While they have many traits in common—accountability, transparency, and a dedication to a triple bottom line—a California Benefit Corporation is not necessarily a certified B Corporation, and B Corp does not have to be a benefit corporation. Opticos Design is both.
Opticos has always operated under the assumption that it was a “different kind of company,” believing that business can be a power for good—to improve people’s lives and sustain our planet—not just profit. So what’s the difference between the two statuses, and why pursue both of them?
The nonprofit B Lab certifies B Corporations and provides a portfolio of services and support. According to Erik Trojian, B Lab’s director of policy, the group’s mission is to bring the power of business to solve social and environmental problems. B Lab certifies that corporations meet those objectives through its B Impact Assessment—a confidential questionnaire covering over 150 best practices. As well as being a step toward certification, the B Impact Assessment can help a company to identify the areas in which it excels, and those that need improvement. B Lab also offers a library of guides that contain specific information on how to implement best practices. (Check out Opticos’s B Impact Report here.)
“I have written before about why being a B Corp is so important to us, not the least of which is that it provides us an incredible community of colleagues to support us in our corporate journey,” said principal Karen Parolek. The benefits of being a certified B Corp include media support, service partnerships, and free GIIRS ratings that help attract investors. There are over 800 certified B Corps in 27 countries, including Ben & Jerry’s, Etsy, King Arthur Flour, Seventh Generation, New Belgium Brewing Company, Dansko, and of course, Opticos.

▶ List of tasks:
a) Copy the stretch of the passage on benefit corporations and B Corps that begins at the words "While they have" and stops after "both of them?".
b) Pick up the article on Opticos Design's benefit corporation and B Corp status where it stops, and keep writing from its last sentence.

▶ Record extracts:
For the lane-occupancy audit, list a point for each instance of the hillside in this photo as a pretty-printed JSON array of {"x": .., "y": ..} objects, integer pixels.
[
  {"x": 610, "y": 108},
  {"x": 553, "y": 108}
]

▶ Answer list:
a)
While they have many traits in common—accountability, transparency, and a dedication to a triple bottom line—a California Benefit Corporation is not necessarily a certified B Corporation, and B Corp does not have to be a benefit corporation. Opticos Design is both.
Opticos has always operated under the assumption that it was a “different kind of company,” believing that business can be a power for good—to improve people’s lives and sustain our planet—not just profit. So what’s the difference between the two statuses, and why pursue both of them?

b)
“Benefit Corporation” is a legal status administered by the state. Historically, California corporate law dictated that the interests of shareholders were superior to all other interests. Benefit corporations can officially adopt policies “that create a material positive impact on society and the environment” as part of their legal charter. Benefit corporation executives and board members are required to look out for the interests of their workers, the community, and the environment, in addition to maximizing profits for shareholders. In 2012, California became the seventh state in the nation to give companies the option of becoming benefit corporations. Opticos and Patagonia (also a B Corp) were two of the first California companies to receive benefit corporation status. As of this summer, 19 states and the District of Columbia have passed benefit corporation legislation.
“Being a certified B Corp reflects our commitment to being a better business, being responsible for our environmental and social bottom lines, in addition to our fiscal one,” said Parolek. “Becoming a California Benefit corporation took us one step further—it stamps that commitment into our DNA, into our corporate documents.”
Opticos pursues projects that are environmentally sustainable and socially responsible, designing vibrant, walkable, diverse places, and has partnered with the nonprofit Local Government Commission on numerous occasions to provide design and planning services to traditionally underserved communities.
The company also offers a profit-sharing plan, which designates a portion of its profits to the employees and another portion to employee-selected charities. Earlier this year, Opticos made a donation to the Hogar Sagrado Corazón orphanage in Montero, Bolivia, specified for construction projects to repair the crumbling and dilapidated buildings that house some 120 girls.
Additionally, its office is located in downtown Berkeley, easily accessible by transit and bicycle, and 80% of Opticos staff take public transit, walk, or bike to work. Office supplies are purchased from Give Something Back, a local business and fellow B Corporation that supports the community by donating an average of 75% of their profits to local nonprofit organizations.
At Opticos, we choose to live and work sustainably because we believe in it. Being both a B Corp and California Benefit Corporation “is a way to demonstrate that this is not just some phase, but at the core of who we are, and who we will continue to be in the future,” said Parolek.